-- START Extracted data --
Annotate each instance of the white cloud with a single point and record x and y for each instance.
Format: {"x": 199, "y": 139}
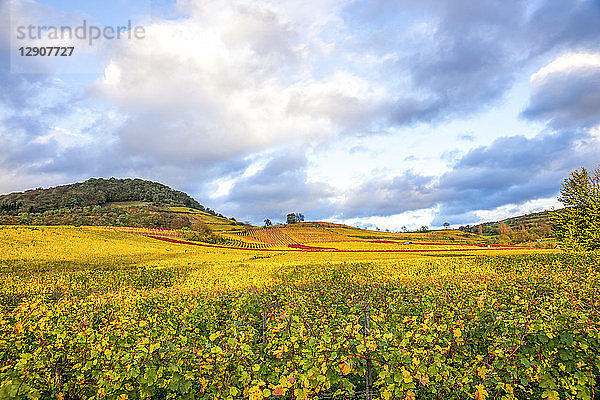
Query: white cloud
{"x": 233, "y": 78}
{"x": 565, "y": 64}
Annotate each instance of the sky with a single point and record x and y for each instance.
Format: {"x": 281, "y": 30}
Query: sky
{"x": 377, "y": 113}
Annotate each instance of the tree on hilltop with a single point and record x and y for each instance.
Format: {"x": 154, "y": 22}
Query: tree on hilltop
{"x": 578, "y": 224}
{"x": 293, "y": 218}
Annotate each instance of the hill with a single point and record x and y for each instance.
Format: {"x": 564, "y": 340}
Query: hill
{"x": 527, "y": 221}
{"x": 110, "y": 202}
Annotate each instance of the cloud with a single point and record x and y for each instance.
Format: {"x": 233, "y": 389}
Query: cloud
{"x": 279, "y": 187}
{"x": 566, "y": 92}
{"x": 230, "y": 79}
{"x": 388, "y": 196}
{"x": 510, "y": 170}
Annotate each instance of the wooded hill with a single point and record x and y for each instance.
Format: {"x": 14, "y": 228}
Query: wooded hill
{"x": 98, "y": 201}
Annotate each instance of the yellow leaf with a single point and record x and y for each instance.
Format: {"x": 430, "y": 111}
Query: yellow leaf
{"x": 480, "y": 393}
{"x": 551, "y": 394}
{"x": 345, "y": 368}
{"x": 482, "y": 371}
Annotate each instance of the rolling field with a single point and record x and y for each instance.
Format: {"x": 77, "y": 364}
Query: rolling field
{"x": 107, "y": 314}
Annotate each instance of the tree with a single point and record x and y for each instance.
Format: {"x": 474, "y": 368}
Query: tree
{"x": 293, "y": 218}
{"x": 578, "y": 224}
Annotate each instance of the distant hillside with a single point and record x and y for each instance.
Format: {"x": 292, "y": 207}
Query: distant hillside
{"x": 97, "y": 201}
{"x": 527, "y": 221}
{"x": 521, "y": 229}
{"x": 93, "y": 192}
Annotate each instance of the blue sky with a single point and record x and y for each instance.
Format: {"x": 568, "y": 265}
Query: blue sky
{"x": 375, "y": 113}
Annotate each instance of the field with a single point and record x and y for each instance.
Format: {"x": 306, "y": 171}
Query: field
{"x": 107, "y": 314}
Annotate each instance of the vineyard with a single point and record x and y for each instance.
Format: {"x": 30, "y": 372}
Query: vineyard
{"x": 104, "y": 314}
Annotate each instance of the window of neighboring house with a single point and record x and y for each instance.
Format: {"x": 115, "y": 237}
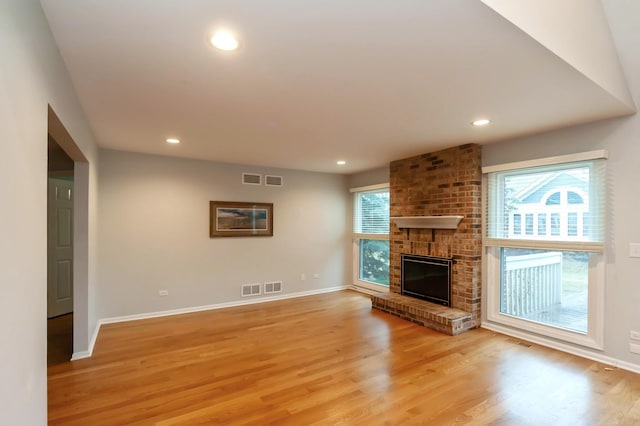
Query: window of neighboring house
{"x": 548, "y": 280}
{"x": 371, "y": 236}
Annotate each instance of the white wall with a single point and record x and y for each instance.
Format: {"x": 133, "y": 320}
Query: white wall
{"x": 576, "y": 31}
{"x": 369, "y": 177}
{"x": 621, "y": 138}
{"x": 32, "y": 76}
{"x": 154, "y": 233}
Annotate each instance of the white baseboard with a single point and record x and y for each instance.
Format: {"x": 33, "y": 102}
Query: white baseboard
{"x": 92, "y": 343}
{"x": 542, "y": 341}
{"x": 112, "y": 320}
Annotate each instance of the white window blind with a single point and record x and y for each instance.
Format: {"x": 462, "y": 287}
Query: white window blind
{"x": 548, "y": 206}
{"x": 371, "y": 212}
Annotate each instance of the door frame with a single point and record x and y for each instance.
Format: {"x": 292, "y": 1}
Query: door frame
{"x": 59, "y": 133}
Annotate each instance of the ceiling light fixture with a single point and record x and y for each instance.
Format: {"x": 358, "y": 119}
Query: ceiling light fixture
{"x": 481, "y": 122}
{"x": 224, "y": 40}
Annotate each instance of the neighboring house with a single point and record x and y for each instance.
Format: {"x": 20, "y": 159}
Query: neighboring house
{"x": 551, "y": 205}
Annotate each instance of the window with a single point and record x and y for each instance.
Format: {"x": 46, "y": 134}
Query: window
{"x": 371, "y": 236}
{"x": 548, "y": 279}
-- END Extracted data --
Set down every record once more, word for word, without pictures.

Annotate each instance of the white cloud with a single point and record x and y for each instance.
Format: {"x": 199, "y": 139}
Query: white cloud
{"x": 233, "y": 78}
{"x": 565, "y": 64}
Annotate each instance of the sky with a single point and record x and y for each instance.
Format: {"x": 281, "y": 30}
Query: sky
{"x": 377, "y": 113}
Annotate each instance of the tree on hilltop with a single point and record x and y for each instance.
Format: {"x": 154, "y": 22}
Query: tree on hilltop
{"x": 578, "y": 224}
{"x": 293, "y": 218}
Annotate each instance of the hill with a single point and record x and y for each instance.
Format: {"x": 564, "y": 340}
Query: hill
{"x": 527, "y": 221}
{"x": 110, "y": 202}
Annotate each instance of the cloud with a single point and record x and y for each instance.
Format: {"x": 233, "y": 389}
Query: cloud
{"x": 279, "y": 187}
{"x": 566, "y": 92}
{"x": 230, "y": 79}
{"x": 388, "y": 196}
{"x": 510, "y": 170}
Annotate each instance of the wooded hill with a single point and record x and y for each instance.
Format: {"x": 14, "y": 228}
Query: wooded hill
{"x": 98, "y": 201}
Annotate each instance of the yellow leaf with a single point and record x and y for each instance.
Format: {"x": 430, "y": 111}
Query: yellow leaf
{"x": 480, "y": 393}
{"x": 551, "y": 394}
{"x": 345, "y": 368}
{"x": 482, "y": 371}
Annotate each instance of the rolling field with a single point and record x and y for each instance.
Format: {"x": 77, "y": 364}
Query: rolling field
{"x": 107, "y": 314}
Annotate each instance of the tree with a single point and record x and y for each instance.
Format: {"x": 474, "y": 368}
Query: tree
{"x": 293, "y": 218}
{"x": 578, "y": 224}
Annotate each instance of the distant hillside with a single point and record x and y for each instance.
Format: {"x": 292, "y": 207}
Query: distant hillside
{"x": 97, "y": 201}
{"x": 527, "y": 221}
{"x": 521, "y": 229}
{"x": 93, "y": 192}
Annotate each instance of the blue sky with a single point and record x and y for each instance.
Format: {"x": 568, "y": 265}
Query: blue sky
{"x": 375, "y": 113}
Annotate each instance of the field with a single point and record x and y for each instance.
Format: {"x": 306, "y": 171}
Query: field
{"x": 107, "y": 314}
Annotate each instance of the vineyard with a single point and record x and y for each instance.
Format: {"x": 30, "y": 372}
Query: vineyard
{"x": 104, "y": 314}
Annotate each instance of the window of neighboring house with a single point and record x and y for each instance.
Format: {"x": 115, "y": 237}
Query: window of neighboring house
{"x": 548, "y": 280}
{"x": 371, "y": 236}
Annotate each instance of the white wall with a single point and record x and y for each instance.
Format: {"x": 133, "y": 320}
Query: white wall
{"x": 576, "y": 31}
{"x": 369, "y": 177}
{"x": 621, "y": 138}
{"x": 32, "y": 76}
{"x": 154, "y": 233}
Annotate each instance of the white baseboard with a single point and record x and y for each instance.
Format: {"x": 33, "y": 102}
Query: white baseboard
{"x": 92, "y": 343}
{"x": 542, "y": 341}
{"x": 112, "y": 320}
Annotate each instance of the white window blind with a single point and record x and y for each instance.
Format: {"x": 462, "y": 287}
Query: white window blind
{"x": 548, "y": 206}
{"x": 371, "y": 212}
Annotate each instance of the door frame with a single point and record x and y for each instance.
Format: {"x": 292, "y": 1}
Query: door frame
{"x": 59, "y": 133}
Annotate each instance of the ceiling light fixture with a single point and record x and y for each instance.
Format: {"x": 358, "y": 119}
Query: ceiling light fixture
{"x": 481, "y": 122}
{"x": 224, "y": 40}
Annotate each instance of the neighboring house with a single point and record x and y for each instance.
Format: {"x": 20, "y": 159}
Query: neighboring house
{"x": 551, "y": 205}
Annotate each instance of the window with a single point and record x and y for each instance.
Format: {"x": 46, "y": 134}
Query: window
{"x": 371, "y": 236}
{"x": 548, "y": 279}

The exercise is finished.